=== INPUT DATA ===

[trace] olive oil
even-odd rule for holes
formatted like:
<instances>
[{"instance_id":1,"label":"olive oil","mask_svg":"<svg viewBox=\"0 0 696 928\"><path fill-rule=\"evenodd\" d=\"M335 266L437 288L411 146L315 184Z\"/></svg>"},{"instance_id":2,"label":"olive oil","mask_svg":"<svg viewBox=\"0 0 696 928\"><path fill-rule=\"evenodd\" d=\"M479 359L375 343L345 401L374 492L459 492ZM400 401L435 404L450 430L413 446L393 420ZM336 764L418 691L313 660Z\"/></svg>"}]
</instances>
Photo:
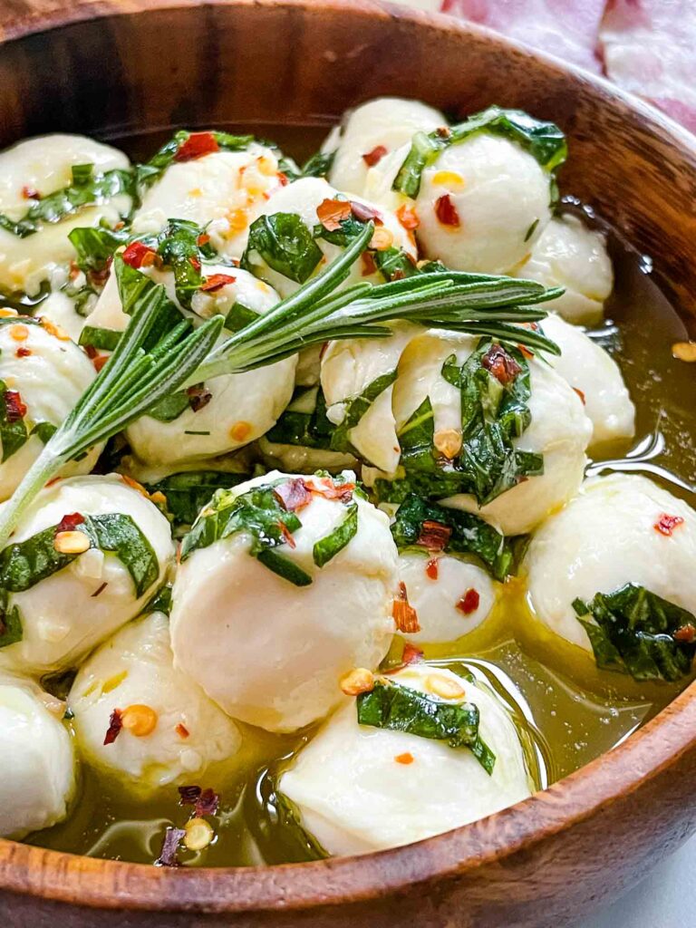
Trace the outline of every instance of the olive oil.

===
=== INPUT DATA ===

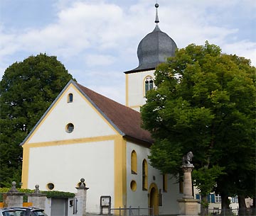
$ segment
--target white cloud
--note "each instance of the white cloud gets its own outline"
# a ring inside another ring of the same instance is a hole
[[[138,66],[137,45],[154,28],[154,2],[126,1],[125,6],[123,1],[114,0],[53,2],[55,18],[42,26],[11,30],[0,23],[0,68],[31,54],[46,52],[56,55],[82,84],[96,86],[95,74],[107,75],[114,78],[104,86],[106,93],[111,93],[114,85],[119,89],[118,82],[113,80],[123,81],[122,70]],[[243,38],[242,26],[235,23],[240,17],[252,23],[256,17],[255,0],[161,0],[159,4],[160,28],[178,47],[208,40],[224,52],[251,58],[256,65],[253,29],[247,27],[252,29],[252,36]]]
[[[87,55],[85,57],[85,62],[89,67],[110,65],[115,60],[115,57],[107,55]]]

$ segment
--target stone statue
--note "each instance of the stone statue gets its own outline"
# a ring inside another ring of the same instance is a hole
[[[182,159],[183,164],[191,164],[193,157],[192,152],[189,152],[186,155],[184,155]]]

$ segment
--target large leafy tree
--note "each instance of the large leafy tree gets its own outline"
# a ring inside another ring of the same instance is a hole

===

## INSTRUCTION
Gather every line of the data above that contains the word "leafy", and copy each of those lines in full.

## RESULT BELOW
--target large leafy tree
--note "each instance of the large leafy tree gets its own outline"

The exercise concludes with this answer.